**Passage:**
----
George Washington Williams was an accomplished African American intellectual, minister, historian, journalist, lawyer, politician, freelance diplomat, and Civil War veteran. Williams was born in Pennsylvania in 1849 and died in England in 1891.
Williams joined the Union army during the Civil War at age 14, after lying about his age. After receiving a medical discharge from the army in 1868, Williams, who was barely literate, enrolled in the Newton Theological Institution in Massachusetts. He went on to be a prolific preacher and politician in Ohio, among his many other notable professional achievements.
In 1885, Williams wrote a two volume book entitled, A History of the Negro Race in America from 1619 to 1880. The book was not wildly acclaimed or reviewed at the time, and John Hope Franklin first encountered Williams’ work while researching From Slavery to Freedom: A History of the Negro in America. Having never heard of Williams or his book, Franklin determined to write a scholarly work about one of the first African American historians.
----
**Extracted material:**
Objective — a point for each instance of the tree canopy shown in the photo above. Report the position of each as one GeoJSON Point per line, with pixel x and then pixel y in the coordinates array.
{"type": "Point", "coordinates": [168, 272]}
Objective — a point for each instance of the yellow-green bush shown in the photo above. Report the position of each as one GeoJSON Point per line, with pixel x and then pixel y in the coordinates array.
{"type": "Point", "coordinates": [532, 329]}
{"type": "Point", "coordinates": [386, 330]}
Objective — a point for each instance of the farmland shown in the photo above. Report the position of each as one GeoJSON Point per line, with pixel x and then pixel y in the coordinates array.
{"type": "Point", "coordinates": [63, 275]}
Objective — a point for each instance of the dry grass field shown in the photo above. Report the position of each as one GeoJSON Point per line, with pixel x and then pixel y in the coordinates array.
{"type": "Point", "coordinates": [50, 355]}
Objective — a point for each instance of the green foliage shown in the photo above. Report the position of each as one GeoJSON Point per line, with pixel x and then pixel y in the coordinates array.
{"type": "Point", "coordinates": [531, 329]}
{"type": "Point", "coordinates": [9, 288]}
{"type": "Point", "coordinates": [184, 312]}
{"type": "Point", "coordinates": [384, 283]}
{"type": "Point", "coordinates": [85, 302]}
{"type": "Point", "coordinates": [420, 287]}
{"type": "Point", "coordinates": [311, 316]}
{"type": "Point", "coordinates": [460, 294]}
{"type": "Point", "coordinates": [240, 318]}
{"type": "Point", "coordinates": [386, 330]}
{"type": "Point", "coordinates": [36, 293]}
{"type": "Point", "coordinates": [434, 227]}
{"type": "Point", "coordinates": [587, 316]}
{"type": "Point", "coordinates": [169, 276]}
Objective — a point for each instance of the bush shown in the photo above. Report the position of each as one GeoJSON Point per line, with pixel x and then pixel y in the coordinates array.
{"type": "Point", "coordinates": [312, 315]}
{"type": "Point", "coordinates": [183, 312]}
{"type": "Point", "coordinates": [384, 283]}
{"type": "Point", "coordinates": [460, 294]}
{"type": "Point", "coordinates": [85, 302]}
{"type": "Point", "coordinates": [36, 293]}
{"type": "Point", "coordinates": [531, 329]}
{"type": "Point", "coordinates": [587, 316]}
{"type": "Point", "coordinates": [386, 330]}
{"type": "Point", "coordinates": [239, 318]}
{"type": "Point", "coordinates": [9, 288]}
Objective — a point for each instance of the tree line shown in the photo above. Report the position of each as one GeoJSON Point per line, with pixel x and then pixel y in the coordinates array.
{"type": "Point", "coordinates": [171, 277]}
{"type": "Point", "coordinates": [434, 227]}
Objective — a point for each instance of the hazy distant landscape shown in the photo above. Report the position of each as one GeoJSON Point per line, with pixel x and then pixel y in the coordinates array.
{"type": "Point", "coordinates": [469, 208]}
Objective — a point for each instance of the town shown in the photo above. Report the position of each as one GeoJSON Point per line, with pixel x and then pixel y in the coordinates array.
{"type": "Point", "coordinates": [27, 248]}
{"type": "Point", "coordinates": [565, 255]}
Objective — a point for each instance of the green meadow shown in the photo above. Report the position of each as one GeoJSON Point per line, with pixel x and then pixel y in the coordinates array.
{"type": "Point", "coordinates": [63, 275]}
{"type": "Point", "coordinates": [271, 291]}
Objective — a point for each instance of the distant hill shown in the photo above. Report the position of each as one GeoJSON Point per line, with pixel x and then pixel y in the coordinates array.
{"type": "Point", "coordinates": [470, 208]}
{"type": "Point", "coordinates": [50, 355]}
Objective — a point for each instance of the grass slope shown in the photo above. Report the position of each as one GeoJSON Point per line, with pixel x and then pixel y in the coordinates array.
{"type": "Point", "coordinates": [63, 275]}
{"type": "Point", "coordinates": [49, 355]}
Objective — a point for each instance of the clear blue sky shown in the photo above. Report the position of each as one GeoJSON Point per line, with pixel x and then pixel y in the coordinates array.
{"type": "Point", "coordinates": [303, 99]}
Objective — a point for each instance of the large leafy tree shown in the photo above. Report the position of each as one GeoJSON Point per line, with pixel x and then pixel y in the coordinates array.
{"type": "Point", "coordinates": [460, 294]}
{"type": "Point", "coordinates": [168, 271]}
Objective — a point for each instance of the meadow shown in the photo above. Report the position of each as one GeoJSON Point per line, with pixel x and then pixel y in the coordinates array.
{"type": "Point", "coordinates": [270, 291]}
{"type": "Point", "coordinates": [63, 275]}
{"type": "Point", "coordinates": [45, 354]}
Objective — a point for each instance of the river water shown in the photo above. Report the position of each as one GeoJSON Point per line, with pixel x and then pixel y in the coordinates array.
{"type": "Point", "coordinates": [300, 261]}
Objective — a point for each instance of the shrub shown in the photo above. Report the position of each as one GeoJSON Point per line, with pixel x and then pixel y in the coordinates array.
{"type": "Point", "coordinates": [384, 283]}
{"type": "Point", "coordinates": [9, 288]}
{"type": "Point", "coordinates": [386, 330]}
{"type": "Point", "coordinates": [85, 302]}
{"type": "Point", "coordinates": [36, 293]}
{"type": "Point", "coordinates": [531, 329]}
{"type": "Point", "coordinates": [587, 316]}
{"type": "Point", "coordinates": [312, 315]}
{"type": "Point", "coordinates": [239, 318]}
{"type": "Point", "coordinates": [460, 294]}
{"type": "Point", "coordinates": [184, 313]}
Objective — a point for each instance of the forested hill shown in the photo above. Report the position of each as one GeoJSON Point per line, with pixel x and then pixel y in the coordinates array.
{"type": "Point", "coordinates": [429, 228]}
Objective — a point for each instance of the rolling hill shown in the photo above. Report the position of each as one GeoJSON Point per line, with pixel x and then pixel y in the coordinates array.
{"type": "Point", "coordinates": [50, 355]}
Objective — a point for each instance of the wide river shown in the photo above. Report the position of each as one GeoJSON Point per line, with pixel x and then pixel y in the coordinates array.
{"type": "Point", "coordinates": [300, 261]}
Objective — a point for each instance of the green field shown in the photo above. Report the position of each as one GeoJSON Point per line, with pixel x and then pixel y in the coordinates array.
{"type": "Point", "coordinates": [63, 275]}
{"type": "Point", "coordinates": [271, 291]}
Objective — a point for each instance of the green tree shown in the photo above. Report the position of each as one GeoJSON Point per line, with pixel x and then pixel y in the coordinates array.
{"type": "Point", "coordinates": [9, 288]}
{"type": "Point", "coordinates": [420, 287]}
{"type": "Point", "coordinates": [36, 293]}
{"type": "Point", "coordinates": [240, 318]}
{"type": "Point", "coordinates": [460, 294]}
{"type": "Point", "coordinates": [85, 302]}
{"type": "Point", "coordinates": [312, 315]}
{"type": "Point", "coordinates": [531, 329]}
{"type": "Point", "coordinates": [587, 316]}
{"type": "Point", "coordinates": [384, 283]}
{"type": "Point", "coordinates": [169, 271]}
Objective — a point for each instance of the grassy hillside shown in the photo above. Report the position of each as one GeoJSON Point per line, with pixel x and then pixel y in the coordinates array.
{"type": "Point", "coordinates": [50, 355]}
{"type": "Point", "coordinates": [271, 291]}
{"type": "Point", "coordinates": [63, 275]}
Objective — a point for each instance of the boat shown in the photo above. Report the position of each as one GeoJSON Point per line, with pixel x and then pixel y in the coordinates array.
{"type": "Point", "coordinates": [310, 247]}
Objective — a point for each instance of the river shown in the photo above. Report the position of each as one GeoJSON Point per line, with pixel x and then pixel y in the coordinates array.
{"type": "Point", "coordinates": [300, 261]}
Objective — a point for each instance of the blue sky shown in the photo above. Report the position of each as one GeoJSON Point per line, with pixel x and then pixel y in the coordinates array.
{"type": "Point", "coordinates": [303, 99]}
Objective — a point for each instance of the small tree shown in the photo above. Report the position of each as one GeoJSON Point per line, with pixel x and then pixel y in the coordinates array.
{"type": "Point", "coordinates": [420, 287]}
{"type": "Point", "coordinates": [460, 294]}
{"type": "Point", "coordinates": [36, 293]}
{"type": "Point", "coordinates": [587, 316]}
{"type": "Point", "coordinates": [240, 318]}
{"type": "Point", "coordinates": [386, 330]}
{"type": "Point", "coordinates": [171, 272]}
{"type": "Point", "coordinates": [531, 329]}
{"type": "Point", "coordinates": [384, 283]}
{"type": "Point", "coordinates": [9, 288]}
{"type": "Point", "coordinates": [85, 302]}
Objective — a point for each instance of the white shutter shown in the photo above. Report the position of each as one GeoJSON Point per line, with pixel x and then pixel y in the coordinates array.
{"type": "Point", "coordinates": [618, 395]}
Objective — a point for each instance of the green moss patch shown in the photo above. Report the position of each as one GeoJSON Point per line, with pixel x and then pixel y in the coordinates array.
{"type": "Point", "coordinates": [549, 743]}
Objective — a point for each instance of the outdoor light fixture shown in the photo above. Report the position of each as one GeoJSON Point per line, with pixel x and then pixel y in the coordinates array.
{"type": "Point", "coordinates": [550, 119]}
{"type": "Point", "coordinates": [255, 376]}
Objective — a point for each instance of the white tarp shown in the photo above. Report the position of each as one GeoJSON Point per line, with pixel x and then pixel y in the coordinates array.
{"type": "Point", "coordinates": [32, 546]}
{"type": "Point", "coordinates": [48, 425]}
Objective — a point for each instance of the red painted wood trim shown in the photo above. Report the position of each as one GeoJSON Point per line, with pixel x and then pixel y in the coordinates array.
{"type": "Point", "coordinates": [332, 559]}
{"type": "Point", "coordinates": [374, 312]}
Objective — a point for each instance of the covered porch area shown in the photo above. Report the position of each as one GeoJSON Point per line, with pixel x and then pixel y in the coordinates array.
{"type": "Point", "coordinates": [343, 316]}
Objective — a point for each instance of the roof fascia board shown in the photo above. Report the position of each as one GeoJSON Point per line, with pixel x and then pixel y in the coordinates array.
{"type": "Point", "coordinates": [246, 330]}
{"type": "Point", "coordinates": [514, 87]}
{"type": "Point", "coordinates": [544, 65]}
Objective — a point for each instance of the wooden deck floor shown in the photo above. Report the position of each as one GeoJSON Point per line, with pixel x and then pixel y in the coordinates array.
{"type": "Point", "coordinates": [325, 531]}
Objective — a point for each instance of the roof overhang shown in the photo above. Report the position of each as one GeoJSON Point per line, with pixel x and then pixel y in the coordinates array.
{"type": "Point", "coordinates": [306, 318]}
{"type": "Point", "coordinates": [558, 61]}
----
**Explore the material:**
**a)** In the passage about George Washington Williams, at what age did he join the Union army?
**b)** Quote the passage about George Washington Williams word for word, from "George Washington Williams" down to "notable professional achievements.".
**c)** Continue the passage about George Washington Williams, picking up after its final sentence.

**Your written answers:**
**a)** At age 14.

**b)**
George Washington Williams was an accomplished African American intellectual, minister, historian, journalist, lawyer, politician, freelance diplomat, and Civil War veteran. Williams was born in Pennsylvania in 1849 and died in England in 1891.
Williams joined the Union army during the Civil War at age 14, after lying about his age. After receiving a medical discharge from the army in 1868, Williams, who was barely literate, enrolled in the Newton Theological Institution in Massachusetts. He went on to be a prolific preacher and politician in Ohio, among his many other notable professional achievements.

**c)**
John Hope Franklin’s book George Washington Williams: A Biography was first published in 1985 by the University of Chicago. Franklin was awarded the Clarence L. Holte Literary Prize for this work. The book traces the life of George Washington Williams from his birth until his death. It is part biography and part social history, and highlights Franklin’s own quest to uncover Williams’ story. In fact, the publication of this book marked the conclusion of a four decade long pursuit for Franklin.
George Washington Williams gravesite remained unmarked until 1975, when Franklin arranged for a tombstone to be placed over the grave.